* **SHORT TASK**: Write out the following forum thread on critiquing two does word for word, everything from "I actually just" down to "about the does!".

* **SELECTED PASSAGE**:

# Critique my does



## Dairy_goat (Apr 11, 2015)

I actually just brought my does home yesterday, after having them tested for TB and having their health papers done! They are both registered American Alpines. The first one has less of a showy appearance, but I still like her  Give me your thoughts about the does!


----------



## margaret (Aug 30, 2013)

They are nice does! I will critique both when I get a chance


----------



## Dairy_goat (Apr 11, 2015)

Oh and here are the links to their pedigrees: http://adgagenetics.org/GoatDetail.aspx?RegNumber=A001575549 http://adgagenetics.org/GoatDetail.aspx?RegNumber=A001659472 Gypsy apparently had a LA (VV+V) done previously on her.


----------



## nicolemackenzie (Dec 27, 2014)

Doe one
Pros
Strong brisket 
Deep bodied
Nice blending into the neck
Looks a little wider than the seconds doe
Uphill

Cons
Front legs aren't as straight and smooth as second doe 
Short rump
Steep rump
Short bodied


----------



## nicolemackenzie (Dec 27, 2014)

Doe two

Pros
More smoothly blended overall
Strong brisket
Nice front end
Not a perfect rump but it is longer and more level than doe one

Cons
Not as deep and wide as first doe but she looks younger and some of that should improve with maturity.

I'm not a pro though 

They look like overall nice does


----------



## margaret (Aug 30, 2013)

Here ya go, first doe-
Cons:
~slightly posty rear legs
~stronger rear end/hind legs
~longer rump
~More level rump
~Thurls could be set a little farther back
~Sharper withers
~More level over the topline
~Smoother blending in the front end assembly/ shoulders/brisket
Pros
~Pretty Alpine head
~Clean well sculpted nostrils
~Long neck
~Dairy neck
~Very nice brisket
~Deep chest 
~Wide powerful chest
~Strong front pasterns
~Strong front legs
~Straight front legs
~Good width between front legs (from what I can tell)
~Good uphill stance
~Strong topline
~Strong chine
~Good depth to heart girth
~Good depth to barrel
~Good body capacity
~Strong rear legs
~Strong rear pasterns
~Good width between hocks
~Strong squarely set rear legs
~Good width to rump
~Good width throughout


----------



## Cedar Point Kikos (Oct 16, 2013)

* **RECORD EXTRACTS**:
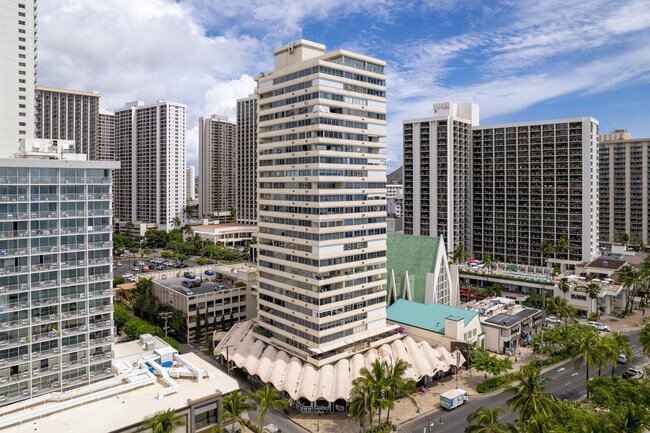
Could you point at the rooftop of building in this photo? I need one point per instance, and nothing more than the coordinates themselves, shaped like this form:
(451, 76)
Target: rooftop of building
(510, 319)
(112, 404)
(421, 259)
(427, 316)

---

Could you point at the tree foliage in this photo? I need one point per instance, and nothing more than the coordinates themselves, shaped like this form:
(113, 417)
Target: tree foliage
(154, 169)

* **RESULT FOR THIS TASK**:
I actually just brought my does home yesterday, after having them tested for TB and having their health papers done! They are both registered American Alpines. The first one has less of a showy appearance, but I still like her  Give me your thoughts about the does!